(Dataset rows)
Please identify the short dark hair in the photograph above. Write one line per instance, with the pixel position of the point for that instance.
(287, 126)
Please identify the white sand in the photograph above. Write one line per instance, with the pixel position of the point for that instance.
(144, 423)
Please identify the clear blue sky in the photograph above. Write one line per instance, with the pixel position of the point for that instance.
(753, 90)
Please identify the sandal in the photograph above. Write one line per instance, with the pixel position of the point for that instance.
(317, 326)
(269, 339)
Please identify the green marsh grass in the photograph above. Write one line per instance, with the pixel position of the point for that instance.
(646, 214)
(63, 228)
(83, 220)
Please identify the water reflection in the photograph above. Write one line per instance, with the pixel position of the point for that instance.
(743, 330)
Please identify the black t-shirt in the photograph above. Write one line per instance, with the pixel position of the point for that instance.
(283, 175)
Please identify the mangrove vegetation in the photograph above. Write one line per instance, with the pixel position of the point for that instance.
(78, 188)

-- Problem to work on --
Reproduce all of the data above line for line, changing nothing.

-- Solution to this task --
Please identify the short dark hair in the photograph above. Write one line per instance, with the pixel position of the point for that instance.
(287, 126)
Please identify the white sand in the photograph above. Write one line per instance, with the pixel position of the point for that instance.
(144, 423)
Please identify the clear blue sky in the photograph above. Write one line per instance, with the pixel position of the point for that instance.
(753, 90)
Please identify the sandal in the photograph above. Write one line per instance, with the pixel position of the point for that instance.
(317, 326)
(269, 339)
Please identify the green marsh grass in the photograph above. Write one line per instance, with the pixel position of the point for that instance.
(646, 214)
(63, 228)
(83, 220)
Please identify the water reflection in the photograph above. Write one line per instance, with the pixel position of the point for that instance.
(743, 330)
Please identify the black t-shirt in the photograph above. Write one line per instance, with the pixel position of the point for that instance.
(283, 175)
Please identify the mangrove vegetation in the photograph above. Write one line per instance, with the pixel position of the point for that instance.
(78, 188)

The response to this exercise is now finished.